» **Objective**: Beginning at the line that contains "the black peaked" and ending at the last line of the entries, write out each line exactly; include nothing outside that span.

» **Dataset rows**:
┌──

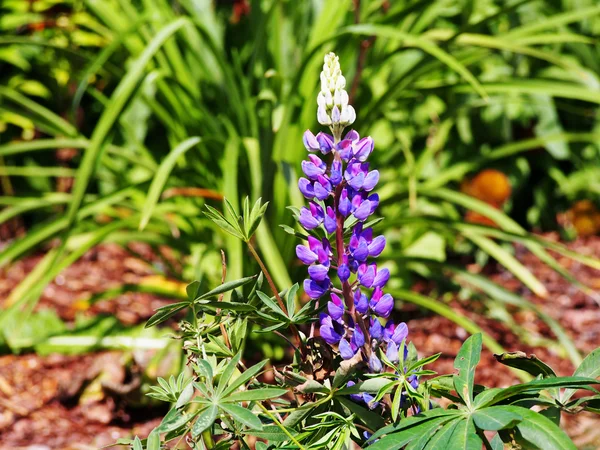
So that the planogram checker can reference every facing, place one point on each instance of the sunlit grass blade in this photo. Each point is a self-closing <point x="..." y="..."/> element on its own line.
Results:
<point x="60" y="125"/>
<point x="160" y="178"/>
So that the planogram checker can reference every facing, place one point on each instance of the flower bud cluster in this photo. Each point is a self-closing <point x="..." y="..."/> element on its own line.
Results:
<point x="341" y="248"/>
<point x="334" y="109"/>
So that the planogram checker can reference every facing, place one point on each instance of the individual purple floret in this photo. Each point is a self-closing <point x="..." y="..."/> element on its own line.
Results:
<point x="340" y="189"/>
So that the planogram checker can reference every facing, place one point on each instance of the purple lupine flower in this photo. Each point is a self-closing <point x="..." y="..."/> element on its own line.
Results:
<point x="392" y="352"/>
<point x="346" y="350"/>
<point x="361" y="304"/>
<point x="358" y="337"/>
<point x="331" y="330"/>
<point x="395" y="333"/>
<point x="310" y="142"/>
<point x="329" y="221"/>
<point x="325" y="142"/>
<point x="313" y="168"/>
<point x="355" y="397"/>
<point x="335" y="307"/>
<point x="381" y="304"/>
<point x="375" y="363"/>
<point x="316" y="289"/>
<point x="376" y="330"/>
<point x="355" y="318"/>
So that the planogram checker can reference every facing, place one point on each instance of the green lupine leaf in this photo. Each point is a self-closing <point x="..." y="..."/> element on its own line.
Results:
<point x="242" y="415"/>
<point x="165" y="312"/>
<point x="407" y="434"/>
<point x="222" y="222"/>
<point x="495" y="418"/>
<point x="173" y="420"/>
<point x="153" y="442"/>
<point x="244" y="377"/>
<point x="255" y="395"/>
<point x="464" y="437"/>
<point x="230" y="368"/>
<point x="465" y="362"/>
<point x="412" y="421"/>
<point x="204" y="420"/>
<point x="538" y="385"/>
<point x="540" y="431"/>
<point x="226" y="287"/>
<point x="529" y="363"/>
<point x="589" y="367"/>
<point x="137" y="444"/>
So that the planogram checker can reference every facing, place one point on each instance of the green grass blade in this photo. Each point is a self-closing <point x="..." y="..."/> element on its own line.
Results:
<point x="160" y="179"/>
<point x="61" y="125"/>
<point x="120" y="97"/>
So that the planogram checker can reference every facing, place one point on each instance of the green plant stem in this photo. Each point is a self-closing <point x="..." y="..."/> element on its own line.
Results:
<point x="276" y="293"/>
<point x="281" y="426"/>
<point x="412" y="176"/>
<point x="208" y="440"/>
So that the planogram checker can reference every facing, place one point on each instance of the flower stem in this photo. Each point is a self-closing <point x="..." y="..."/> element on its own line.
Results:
<point x="339" y="243"/>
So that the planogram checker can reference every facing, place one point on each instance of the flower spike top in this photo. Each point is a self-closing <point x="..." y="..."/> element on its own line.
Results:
<point x="341" y="265"/>
<point x="334" y="109"/>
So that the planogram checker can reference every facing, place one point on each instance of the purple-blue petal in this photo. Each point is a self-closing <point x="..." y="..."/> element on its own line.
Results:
<point x="400" y="333"/>
<point x="361" y="304"/>
<point x="343" y="272"/>
<point x="371" y="180"/>
<point x="392" y="352"/>
<point x="306" y="188"/>
<point x="315" y="289"/>
<point x="310" y="141"/>
<point x="358" y="338"/>
<point x="381" y="278"/>
<point x="375" y="366"/>
<point x="318" y="272"/>
<point x="376" y="330"/>
<point x="363" y="211"/>
<point x="384" y="306"/>
<point x="325" y="142"/>
<point x="376" y="246"/>
<point x="307" y="220"/>
<point x="305" y="255"/>
<point x="330" y="221"/>
<point x="345" y="349"/>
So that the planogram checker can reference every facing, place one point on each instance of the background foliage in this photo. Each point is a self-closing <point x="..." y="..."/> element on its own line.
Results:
<point x="121" y="119"/>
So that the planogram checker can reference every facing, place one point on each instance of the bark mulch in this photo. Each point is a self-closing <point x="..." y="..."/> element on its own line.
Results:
<point x="57" y="402"/>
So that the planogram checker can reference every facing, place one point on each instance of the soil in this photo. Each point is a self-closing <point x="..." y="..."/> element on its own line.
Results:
<point x="54" y="402"/>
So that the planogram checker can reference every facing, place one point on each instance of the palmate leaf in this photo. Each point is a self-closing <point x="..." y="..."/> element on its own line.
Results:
<point x="418" y="430"/>
<point x="371" y="419"/>
<point x="222" y="222"/>
<point x="590" y="367"/>
<point x="540" y="431"/>
<point x="529" y="363"/>
<point x="204" y="420"/>
<point x="412" y="421"/>
<point x="225" y="287"/>
<point x="254" y="395"/>
<point x="534" y="386"/>
<point x="465" y="362"/>
<point x="244" y="377"/>
<point x="165" y="312"/>
<point x="496" y="418"/>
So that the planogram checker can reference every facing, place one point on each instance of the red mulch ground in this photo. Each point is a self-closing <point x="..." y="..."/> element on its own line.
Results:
<point x="47" y="402"/>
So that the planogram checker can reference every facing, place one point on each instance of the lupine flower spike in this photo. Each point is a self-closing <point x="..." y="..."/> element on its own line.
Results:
<point x="343" y="270"/>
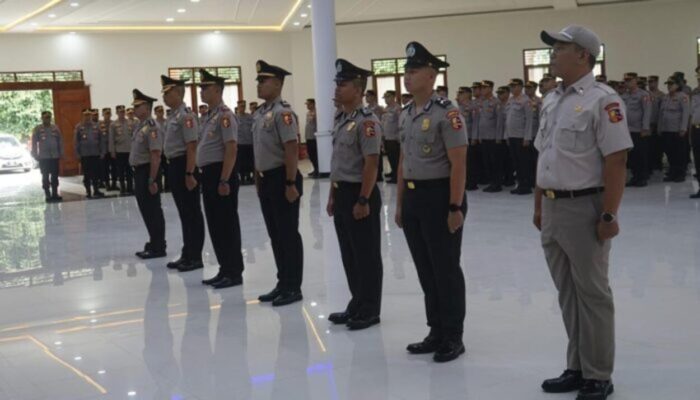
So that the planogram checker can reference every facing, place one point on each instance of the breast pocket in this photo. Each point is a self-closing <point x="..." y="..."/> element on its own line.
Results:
<point x="574" y="136"/>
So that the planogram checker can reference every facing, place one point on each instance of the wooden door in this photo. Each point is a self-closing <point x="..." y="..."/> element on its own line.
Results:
<point x="68" y="105"/>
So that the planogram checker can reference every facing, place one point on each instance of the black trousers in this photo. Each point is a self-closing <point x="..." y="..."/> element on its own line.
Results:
<point x="493" y="161"/>
<point x="312" y="149"/>
<point x="150" y="207"/>
<point x="92" y="172"/>
<point x="522" y="159"/>
<point x="436" y="253"/>
<point x="125" y="174"/>
<point x="189" y="209"/>
<point x="222" y="219"/>
<point x="695" y="139"/>
<point x="49" y="174"/>
<point x="246" y="160"/>
<point x="674" y="148"/>
<point x="639" y="157"/>
<point x="360" y="248"/>
<point x="282" y="222"/>
<point x="393" y="152"/>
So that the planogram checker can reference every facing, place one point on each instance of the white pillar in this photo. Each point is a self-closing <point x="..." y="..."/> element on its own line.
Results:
<point x="325" y="53"/>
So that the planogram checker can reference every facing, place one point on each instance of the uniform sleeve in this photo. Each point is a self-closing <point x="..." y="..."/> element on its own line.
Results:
<point x="370" y="136"/>
<point x="190" y="128"/>
<point x="287" y="125"/>
<point x="612" y="133"/>
<point x="453" y="129"/>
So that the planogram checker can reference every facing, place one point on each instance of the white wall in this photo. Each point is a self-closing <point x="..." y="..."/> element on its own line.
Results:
<point x="650" y="38"/>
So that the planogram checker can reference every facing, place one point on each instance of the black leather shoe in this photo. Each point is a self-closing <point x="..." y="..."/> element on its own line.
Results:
<point x="569" y="381"/>
<point x="190" y="266"/>
<point x="449" y="350"/>
<point x="176" y="264"/>
<point x="357" y="322"/>
<point x="285" y="298"/>
<point x="226" y="281"/>
<point x="595" y="390"/>
<point x="341" y="318"/>
<point x="213" y="280"/>
<point x="268" y="297"/>
<point x="429" y="345"/>
<point x="148" y="254"/>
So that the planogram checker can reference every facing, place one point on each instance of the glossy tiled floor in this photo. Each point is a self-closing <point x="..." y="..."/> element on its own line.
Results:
<point x="82" y="318"/>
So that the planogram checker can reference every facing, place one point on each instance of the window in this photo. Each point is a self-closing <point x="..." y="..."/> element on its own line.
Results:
<point x="388" y="75"/>
<point x="536" y="63"/>
<point x="233" y="90"/>
<point x="41" y="76"/>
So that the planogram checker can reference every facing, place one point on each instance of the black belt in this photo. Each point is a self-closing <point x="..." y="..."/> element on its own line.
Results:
<point x="571" y="194"/>
<point x="426" y="183"/>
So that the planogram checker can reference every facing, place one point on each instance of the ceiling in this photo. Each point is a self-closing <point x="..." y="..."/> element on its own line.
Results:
<point x="256" y="15"/>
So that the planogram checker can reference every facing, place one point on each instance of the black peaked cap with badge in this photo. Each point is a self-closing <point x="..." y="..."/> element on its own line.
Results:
<point x="418" y="56"/>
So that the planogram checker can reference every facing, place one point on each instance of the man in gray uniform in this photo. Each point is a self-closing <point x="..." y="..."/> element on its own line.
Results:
<point x="47" y="148"/>
<point x="490" y="137"/>
<point x="279" y="182"/>
<point x="354" y="201"/>
<point x="216" y="158"/>
<point x="89" y="148"/>
<point x="583" y="143"/>
<point x="120" y="133"/>
<point x="144" y="157"/>
<point x="390" y="126"/>
<point x="638" y="104"/>
<point x="246" y="167"/>
<point x="181" y="131"/>
<point x="519" y="136"/>
<point x="431" y="202"/>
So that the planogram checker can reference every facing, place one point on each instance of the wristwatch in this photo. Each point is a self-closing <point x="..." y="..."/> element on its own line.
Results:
<point x="608" y="218"/>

└──

» **The answer**:
So that the planogram checker can reference every facing, place one point on each instance of the black peaked cap with badge in this photo. Each point is a self-closing <point x="..." y="..."/> element on its own line.
Results:
<point x="418" y="56"/>
So that the planogram checker can reference every facing, place one point on each instance of the man in gray uniform in this photo. Each point is a self-closing <point x="..." y="..."/> element on its own line.
Results:
<point x="47" y="148"/>
<point x="490" y="137"/>
<point x="279" y="182"/>
<point x="354" y="201"/>
<point x="216" y="158"/>
<point x="89" y="148"/>
<point x="583" y="143"/>
<point x="120" y="133"/>
<point x="144" y="157"/>
<point x="390" y="126"/>
<point x="638" y="104"/>
<point x="246" y="167"/>
<point x="181" y="131"/>
<point x="519" y="136"/>
<point x="431" y="202"/>
So that the planogram checker can reference every facing, place one point on each instance of the wristwatch in this photo. Each point is a self-closing <point x="..." y="..."/> element on its own line.
Results:
<point x="608" y="218"/>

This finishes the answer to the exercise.